Filter out every line below that lacks "column", and copy the rest.

_RECORDED INFORMATION_.

****************

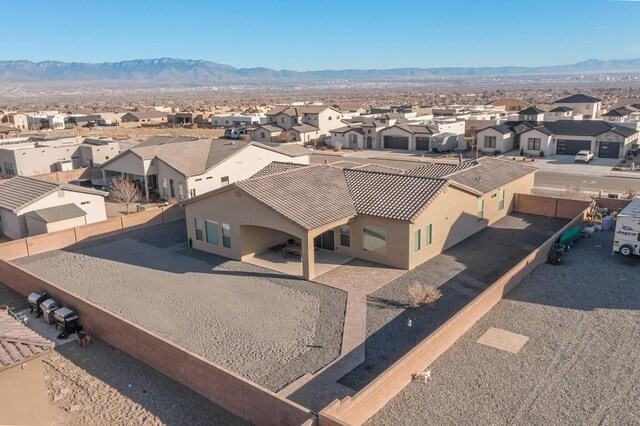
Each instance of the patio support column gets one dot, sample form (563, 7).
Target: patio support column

****************

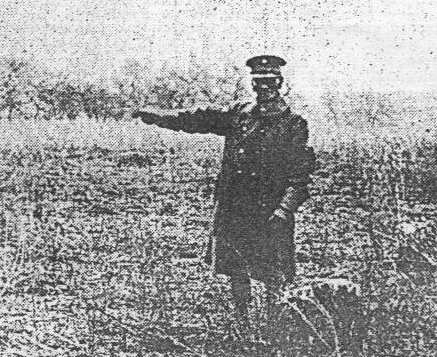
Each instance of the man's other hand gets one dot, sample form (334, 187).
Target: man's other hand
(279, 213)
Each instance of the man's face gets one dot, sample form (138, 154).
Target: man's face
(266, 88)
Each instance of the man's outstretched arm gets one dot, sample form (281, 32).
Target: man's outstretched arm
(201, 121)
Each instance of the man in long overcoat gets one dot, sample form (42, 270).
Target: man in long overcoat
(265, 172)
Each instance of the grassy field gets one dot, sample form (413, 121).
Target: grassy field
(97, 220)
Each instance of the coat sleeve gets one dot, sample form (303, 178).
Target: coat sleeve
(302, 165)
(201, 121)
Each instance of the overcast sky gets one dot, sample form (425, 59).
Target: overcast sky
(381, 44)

****************

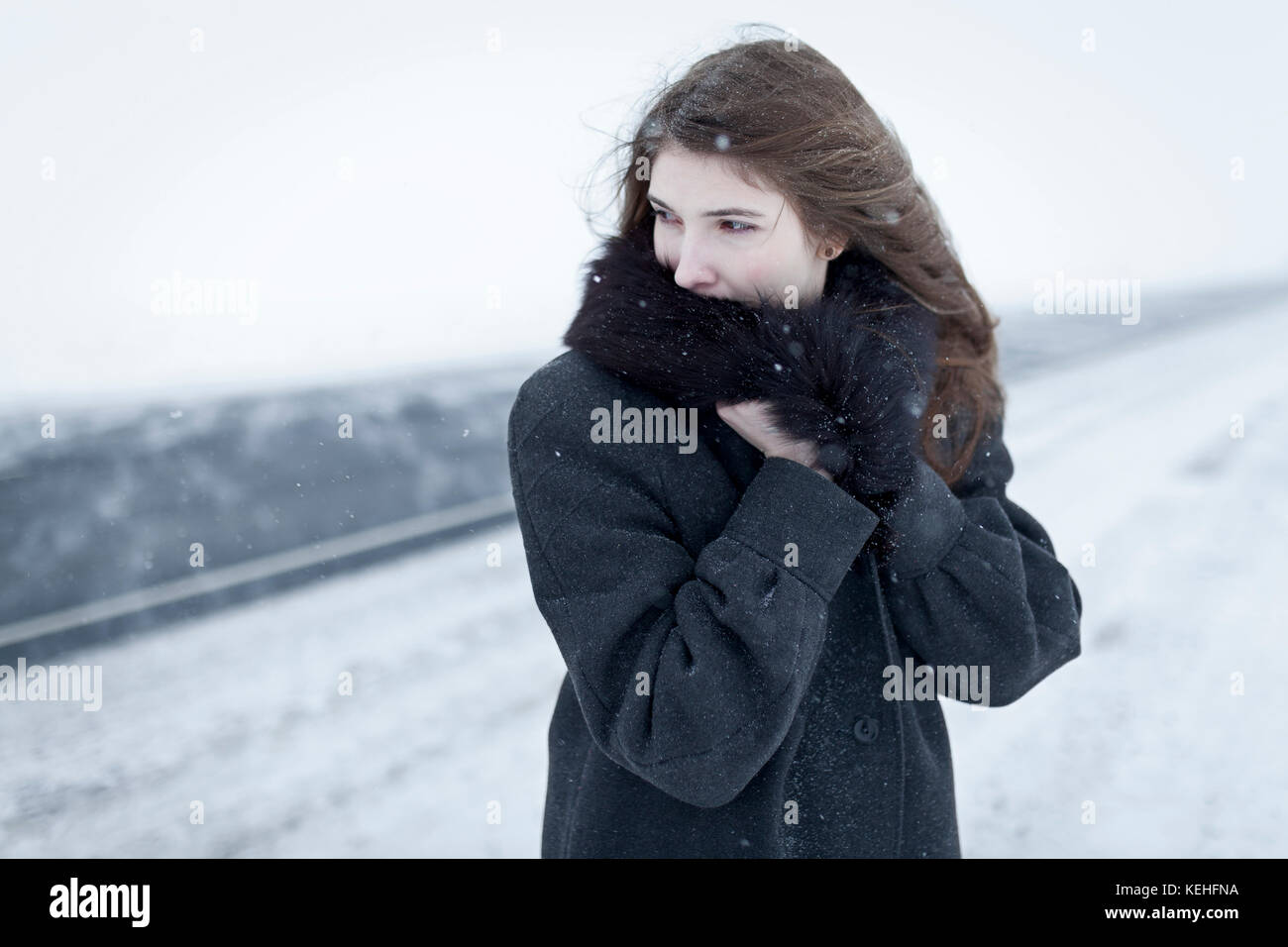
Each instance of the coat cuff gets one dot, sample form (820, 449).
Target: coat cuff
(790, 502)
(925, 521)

****************

_SOLUTION TO THE PROBLEM_.
Each instance of the patio support column gets one dot, sample form (563, 7).
Target: patio support column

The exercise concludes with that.